= Records provided =
:::
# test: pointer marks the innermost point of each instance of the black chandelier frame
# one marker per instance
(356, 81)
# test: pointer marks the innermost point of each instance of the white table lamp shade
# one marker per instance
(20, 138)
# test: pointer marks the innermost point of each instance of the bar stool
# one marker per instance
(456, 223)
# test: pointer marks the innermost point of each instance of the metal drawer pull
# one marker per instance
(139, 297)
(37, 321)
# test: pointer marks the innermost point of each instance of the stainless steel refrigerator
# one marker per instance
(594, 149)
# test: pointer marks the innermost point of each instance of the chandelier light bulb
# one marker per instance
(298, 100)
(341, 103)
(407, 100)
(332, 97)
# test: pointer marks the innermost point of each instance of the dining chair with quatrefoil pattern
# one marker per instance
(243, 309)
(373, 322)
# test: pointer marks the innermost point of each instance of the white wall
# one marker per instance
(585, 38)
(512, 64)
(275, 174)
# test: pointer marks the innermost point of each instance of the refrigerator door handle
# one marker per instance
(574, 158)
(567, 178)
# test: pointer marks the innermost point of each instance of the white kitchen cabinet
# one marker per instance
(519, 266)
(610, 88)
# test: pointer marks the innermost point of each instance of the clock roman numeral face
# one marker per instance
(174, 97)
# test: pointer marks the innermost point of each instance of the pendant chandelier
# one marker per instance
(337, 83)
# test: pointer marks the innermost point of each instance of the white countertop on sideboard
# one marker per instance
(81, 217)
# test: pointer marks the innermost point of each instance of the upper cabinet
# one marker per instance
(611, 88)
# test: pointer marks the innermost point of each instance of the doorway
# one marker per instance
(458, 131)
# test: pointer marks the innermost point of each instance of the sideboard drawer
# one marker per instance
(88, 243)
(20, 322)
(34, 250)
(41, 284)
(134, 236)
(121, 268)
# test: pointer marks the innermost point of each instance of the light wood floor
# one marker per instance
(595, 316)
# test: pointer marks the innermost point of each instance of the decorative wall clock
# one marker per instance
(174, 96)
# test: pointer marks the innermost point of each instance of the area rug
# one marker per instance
:::
= Brief =
Which lines in the records above hold the string "cabinet"? Copy each of them.

= Result of this task =
# test: pointer marks the innermost point of each instance of the white kitchen cabinet
# test: pointer marks the innermost point of each instance of the upper cabinet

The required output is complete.